Problem | Your task is to transcribe, word for word, the line containing "Can you find the asphalt" and all lines that follow it to the end of the entries. Leave out the pictures.

Stored entries:
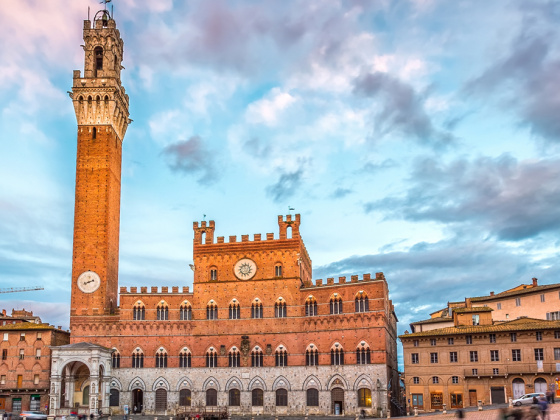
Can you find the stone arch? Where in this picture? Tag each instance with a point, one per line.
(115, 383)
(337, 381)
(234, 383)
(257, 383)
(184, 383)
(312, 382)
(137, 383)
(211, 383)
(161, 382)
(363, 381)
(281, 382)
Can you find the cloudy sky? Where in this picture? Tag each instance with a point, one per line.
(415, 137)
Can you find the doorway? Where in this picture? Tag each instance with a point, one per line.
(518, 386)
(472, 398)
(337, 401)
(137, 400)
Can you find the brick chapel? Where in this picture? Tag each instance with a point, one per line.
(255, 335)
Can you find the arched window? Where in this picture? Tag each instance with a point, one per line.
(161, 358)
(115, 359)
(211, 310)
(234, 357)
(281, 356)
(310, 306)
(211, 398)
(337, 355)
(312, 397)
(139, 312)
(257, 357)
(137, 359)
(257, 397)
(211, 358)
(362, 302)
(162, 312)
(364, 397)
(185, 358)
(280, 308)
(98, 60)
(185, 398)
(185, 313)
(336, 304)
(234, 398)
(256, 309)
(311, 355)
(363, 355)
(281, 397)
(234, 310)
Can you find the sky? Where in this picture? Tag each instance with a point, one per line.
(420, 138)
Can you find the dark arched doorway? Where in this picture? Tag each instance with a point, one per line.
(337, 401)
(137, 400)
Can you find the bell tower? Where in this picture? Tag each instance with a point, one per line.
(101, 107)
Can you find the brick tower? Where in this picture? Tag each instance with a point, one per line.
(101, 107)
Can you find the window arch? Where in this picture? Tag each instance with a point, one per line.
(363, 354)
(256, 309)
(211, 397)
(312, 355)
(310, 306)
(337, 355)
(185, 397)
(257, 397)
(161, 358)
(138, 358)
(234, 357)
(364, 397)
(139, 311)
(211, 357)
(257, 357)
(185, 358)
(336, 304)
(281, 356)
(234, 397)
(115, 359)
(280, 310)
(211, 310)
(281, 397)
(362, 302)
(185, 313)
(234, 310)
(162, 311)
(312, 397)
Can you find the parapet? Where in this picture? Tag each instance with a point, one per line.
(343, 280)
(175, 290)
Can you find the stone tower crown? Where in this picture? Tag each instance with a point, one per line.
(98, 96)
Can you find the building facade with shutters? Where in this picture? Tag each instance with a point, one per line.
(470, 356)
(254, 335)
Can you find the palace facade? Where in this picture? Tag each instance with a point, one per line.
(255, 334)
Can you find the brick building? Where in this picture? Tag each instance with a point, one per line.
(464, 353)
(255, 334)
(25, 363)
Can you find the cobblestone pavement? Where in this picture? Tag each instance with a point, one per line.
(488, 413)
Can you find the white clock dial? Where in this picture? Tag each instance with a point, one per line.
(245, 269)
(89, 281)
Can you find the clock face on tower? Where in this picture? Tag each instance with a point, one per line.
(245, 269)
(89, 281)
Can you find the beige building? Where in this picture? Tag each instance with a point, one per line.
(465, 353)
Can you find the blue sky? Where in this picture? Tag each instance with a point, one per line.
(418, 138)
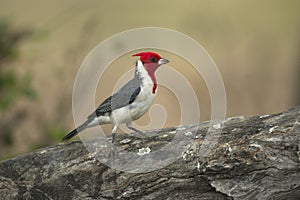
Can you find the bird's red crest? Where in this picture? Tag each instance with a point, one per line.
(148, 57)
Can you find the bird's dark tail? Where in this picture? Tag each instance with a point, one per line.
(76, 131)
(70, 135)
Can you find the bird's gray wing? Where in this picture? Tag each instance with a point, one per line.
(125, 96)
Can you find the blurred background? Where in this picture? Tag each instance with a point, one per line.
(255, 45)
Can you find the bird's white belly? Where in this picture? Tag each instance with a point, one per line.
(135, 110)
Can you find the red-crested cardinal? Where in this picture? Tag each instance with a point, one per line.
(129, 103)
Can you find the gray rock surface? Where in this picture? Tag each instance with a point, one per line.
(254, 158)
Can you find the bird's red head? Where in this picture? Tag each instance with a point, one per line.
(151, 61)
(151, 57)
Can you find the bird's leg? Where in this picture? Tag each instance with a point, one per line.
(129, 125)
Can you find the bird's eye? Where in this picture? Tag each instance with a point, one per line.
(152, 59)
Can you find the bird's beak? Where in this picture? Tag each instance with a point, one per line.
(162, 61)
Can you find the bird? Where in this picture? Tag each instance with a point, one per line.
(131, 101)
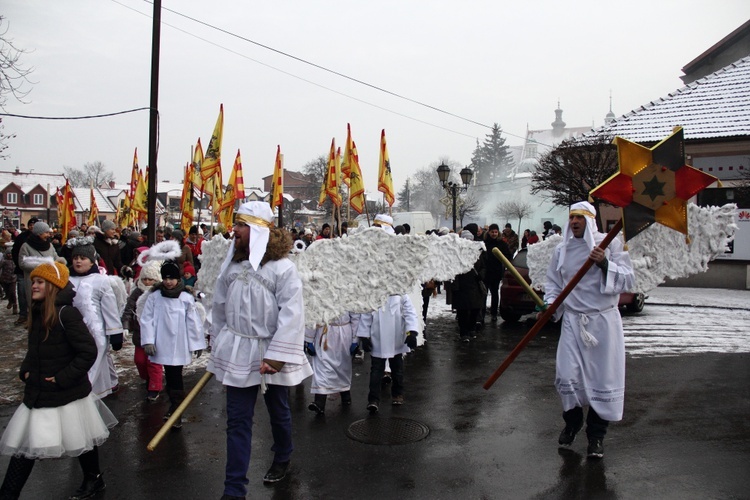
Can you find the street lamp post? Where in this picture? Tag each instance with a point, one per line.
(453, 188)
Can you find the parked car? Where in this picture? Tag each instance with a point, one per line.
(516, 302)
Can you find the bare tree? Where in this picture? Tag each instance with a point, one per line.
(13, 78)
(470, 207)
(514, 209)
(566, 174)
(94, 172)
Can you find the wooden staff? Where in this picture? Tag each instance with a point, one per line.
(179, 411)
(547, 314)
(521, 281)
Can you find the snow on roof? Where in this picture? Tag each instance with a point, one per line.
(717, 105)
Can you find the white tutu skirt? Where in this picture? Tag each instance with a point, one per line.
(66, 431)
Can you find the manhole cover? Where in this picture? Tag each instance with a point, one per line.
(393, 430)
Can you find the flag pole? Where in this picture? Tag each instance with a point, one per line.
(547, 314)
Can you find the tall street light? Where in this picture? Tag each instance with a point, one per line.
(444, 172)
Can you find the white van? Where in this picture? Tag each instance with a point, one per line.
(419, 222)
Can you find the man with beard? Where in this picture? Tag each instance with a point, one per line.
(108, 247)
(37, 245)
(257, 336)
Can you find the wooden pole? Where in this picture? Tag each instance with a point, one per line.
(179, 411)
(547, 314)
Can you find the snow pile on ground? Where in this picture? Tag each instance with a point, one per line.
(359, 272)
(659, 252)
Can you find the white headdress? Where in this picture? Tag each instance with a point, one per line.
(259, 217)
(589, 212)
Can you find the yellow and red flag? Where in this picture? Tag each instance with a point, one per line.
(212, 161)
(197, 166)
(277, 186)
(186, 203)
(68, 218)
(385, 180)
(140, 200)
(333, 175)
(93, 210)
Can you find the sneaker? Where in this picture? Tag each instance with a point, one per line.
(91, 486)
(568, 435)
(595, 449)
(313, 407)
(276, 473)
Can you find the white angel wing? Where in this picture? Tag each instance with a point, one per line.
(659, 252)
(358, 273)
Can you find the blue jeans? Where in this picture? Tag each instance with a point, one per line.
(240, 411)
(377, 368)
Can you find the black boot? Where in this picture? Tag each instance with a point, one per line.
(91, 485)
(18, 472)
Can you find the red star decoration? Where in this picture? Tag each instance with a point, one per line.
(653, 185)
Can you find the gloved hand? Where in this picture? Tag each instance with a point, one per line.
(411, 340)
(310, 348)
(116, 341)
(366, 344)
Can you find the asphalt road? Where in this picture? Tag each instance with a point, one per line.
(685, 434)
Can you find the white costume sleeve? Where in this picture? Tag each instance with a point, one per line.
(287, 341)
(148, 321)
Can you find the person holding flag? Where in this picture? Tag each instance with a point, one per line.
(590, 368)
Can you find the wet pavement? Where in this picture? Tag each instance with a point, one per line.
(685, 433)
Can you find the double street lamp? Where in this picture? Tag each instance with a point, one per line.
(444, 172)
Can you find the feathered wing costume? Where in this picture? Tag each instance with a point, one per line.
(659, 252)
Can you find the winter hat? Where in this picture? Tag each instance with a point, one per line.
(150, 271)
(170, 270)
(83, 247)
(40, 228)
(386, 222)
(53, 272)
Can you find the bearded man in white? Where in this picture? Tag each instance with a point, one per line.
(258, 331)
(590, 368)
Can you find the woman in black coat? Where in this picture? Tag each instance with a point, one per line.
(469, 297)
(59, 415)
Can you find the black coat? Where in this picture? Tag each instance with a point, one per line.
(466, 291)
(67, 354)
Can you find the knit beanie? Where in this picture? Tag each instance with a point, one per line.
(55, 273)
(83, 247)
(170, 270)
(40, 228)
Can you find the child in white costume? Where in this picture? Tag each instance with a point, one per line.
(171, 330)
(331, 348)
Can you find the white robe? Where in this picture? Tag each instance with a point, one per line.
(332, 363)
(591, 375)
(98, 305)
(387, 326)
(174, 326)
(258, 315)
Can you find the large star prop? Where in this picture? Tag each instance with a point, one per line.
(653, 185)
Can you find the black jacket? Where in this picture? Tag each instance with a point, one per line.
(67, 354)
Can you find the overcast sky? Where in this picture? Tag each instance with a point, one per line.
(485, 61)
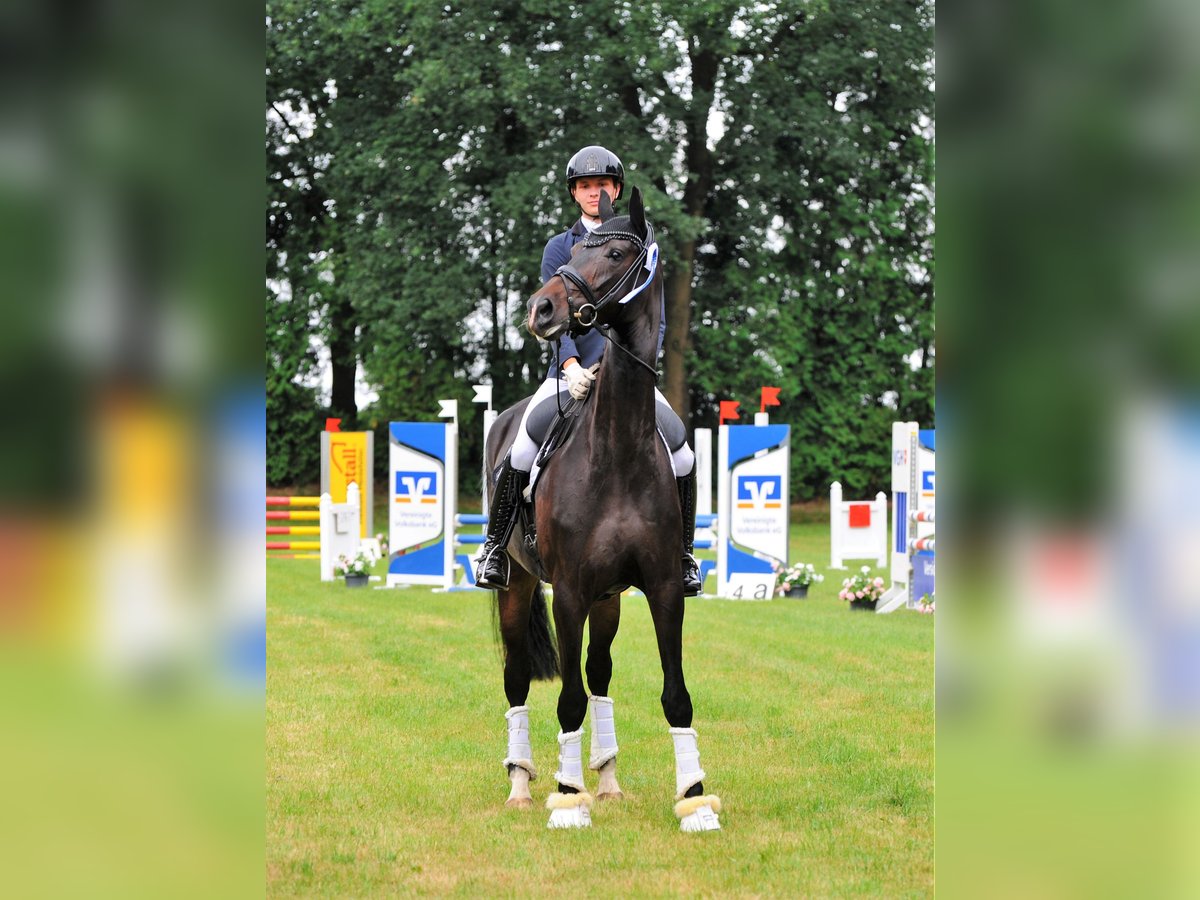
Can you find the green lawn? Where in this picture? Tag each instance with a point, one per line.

Response area |
Can you find the asphalt road? Where in this picture? Tag each instance with a point, one per line.
(685, 434)
Can you find the white costume sleeve? Where in this picture? Tag each instance with a point, one per line.
(287, 341)
(148, 321)
Can you find the person holding flag? Where in this picture? Tag each instance with a point, one per line.
(590, 368)
Can you find the wet pavement? Where in this picture? Tag each instance with a point, one per line.
(685, 433)
Can you find the double street lamp? Where in this picture? Tag each instance with a point, one per line.
(444, 172)
Can you find the feathered wing costume? Where in this picture? Tag each instance with a point, one per line.
(659, 252)
Can you find the winter hat? Where in this picture? Tag each instance with a point, one per line.
(150, 271)
(170, 270)
(83, 247)
(40, 228)
(386, 222)
(53, 272)
Can you find the bearded man in white? Where in this picture? Tag each instance with a point, one per line.
(258, 331)
(590, 368)
Can you find the woman in black coat? Where in this picture? Tag each instance with a point, one per line.
(469, 297)
(59, 415)
Can you find the black coat? Where in this picture? Tag each instance with a point, one per line.
(466, 291)
(67, 354)
Can you find the knit beanie? Where in this picture? Tag each instance with a point, one per line.
(55, 273)
(83, 247)
(170, 270)
(40, 228)
Can you find the child in white costume? Where in this picture? Tag each instance with a point, one per line.
(171, 330)
(331, 348)
Can you find the white robe? Where in this picture? Tag each instance with a point, one per line.
(332, 363)
(591, 375)
(98, 305)
(387, 326)
(174, 326)
(258, 315)
Can you find the large star prop? Where in this picture? Tag each instance with a point, one per line.
(653, 185)
Can you find the black jacket? Where in this picture? Tag each instance with a point, one per line.
(67, 354)
Can you find the overcast sky? Where in this picture? Tag each instance with a point, one per line.
(485, 61)
Can you find the green lawn? Where in this picture? Tag each instance with a point, one per line.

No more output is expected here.